**Your objective:**
Output only the lines below that start at the line containing "Every <instance> identifies" and end at the line containing "box: [38, 107, 270, 200]", with both ends kept.

•••

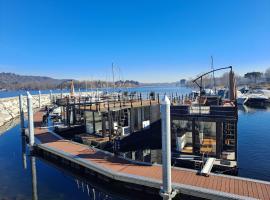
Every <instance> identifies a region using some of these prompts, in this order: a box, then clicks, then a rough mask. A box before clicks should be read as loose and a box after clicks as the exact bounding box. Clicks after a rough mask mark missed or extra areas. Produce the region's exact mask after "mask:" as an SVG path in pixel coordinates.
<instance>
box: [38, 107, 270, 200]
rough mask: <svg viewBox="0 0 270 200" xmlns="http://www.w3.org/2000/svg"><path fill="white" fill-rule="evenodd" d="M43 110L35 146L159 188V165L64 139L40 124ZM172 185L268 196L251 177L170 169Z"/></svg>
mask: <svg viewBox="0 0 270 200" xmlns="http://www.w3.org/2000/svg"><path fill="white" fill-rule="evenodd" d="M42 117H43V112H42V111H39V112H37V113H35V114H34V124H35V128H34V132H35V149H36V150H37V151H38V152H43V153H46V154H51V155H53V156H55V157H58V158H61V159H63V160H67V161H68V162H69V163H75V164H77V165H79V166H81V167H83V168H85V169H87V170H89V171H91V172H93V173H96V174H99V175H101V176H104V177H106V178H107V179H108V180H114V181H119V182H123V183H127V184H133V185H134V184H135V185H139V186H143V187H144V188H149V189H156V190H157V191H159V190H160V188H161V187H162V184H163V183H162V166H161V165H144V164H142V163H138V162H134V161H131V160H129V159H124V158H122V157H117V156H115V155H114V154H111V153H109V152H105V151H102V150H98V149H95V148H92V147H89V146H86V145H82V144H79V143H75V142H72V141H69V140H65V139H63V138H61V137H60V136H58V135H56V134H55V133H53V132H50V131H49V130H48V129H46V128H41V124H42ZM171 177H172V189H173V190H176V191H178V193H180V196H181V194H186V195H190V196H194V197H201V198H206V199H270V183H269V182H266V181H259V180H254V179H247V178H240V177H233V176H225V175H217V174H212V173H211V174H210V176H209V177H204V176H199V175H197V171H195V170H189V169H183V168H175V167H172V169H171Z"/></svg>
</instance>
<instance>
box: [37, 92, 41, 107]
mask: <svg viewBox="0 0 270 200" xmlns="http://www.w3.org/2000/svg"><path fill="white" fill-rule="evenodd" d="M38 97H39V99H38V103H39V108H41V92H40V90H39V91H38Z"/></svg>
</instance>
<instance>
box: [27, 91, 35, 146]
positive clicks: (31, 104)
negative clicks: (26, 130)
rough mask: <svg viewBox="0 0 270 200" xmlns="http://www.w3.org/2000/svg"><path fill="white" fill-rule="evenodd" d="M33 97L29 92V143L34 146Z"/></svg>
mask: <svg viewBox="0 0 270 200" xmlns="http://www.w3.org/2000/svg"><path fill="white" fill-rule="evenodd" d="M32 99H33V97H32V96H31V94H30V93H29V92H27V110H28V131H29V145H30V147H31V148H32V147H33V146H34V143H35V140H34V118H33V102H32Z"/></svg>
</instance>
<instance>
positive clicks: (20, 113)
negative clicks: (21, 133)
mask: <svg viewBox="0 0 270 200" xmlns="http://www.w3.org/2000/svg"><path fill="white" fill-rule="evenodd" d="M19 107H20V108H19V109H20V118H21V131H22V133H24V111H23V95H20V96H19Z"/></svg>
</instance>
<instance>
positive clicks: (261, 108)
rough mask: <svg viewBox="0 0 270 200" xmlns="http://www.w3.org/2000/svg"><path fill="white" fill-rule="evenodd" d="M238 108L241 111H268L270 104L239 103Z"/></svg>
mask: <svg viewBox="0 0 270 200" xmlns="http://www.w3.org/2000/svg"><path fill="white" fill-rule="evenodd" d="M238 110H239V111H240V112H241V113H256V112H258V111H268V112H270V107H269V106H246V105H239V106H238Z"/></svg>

•••

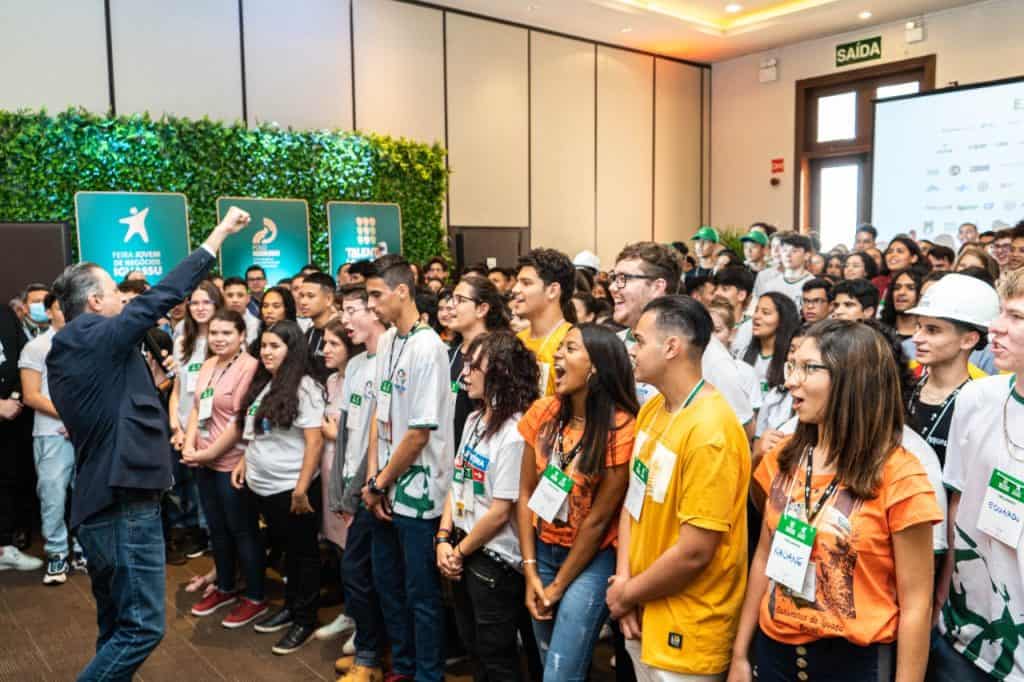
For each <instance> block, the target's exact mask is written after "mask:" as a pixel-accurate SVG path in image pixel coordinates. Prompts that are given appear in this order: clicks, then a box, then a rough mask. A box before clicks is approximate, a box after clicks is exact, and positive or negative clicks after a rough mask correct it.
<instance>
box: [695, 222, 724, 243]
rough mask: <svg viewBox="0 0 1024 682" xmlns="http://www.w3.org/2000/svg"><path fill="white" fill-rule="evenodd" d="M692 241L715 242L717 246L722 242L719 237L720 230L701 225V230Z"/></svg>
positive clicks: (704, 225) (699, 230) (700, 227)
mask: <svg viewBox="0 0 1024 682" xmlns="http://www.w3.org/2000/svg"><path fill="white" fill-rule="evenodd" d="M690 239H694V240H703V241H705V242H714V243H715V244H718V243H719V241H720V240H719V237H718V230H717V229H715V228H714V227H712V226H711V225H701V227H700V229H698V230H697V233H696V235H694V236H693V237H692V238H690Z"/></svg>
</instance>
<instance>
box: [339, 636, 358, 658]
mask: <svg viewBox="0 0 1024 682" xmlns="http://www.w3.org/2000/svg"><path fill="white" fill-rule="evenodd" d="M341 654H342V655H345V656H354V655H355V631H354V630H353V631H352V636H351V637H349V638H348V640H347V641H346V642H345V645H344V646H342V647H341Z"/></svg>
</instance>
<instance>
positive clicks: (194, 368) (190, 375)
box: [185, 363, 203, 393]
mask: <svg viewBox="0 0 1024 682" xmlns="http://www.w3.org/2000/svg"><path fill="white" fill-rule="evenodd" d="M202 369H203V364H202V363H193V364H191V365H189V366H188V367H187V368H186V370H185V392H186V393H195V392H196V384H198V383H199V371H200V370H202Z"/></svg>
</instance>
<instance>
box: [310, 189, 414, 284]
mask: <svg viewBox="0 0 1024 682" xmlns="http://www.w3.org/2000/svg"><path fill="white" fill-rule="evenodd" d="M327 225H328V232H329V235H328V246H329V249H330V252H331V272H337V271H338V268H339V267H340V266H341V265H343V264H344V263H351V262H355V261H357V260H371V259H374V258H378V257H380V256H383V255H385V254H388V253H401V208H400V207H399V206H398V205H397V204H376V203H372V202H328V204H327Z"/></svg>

•••

**Answer space:**
Every <instance> identifies a region using some of these prompts, in this order: a box, then clicks, then a rough mask. A box before clicks should be read as loose and a box after clicks as the exact bounding box. Clicks after a rough mask mark missed or extra areas. Produce the region's exact mask after "mask:" as an SVG path in pixel coordinates.
<instance>
box: [38, 107, 270, 200]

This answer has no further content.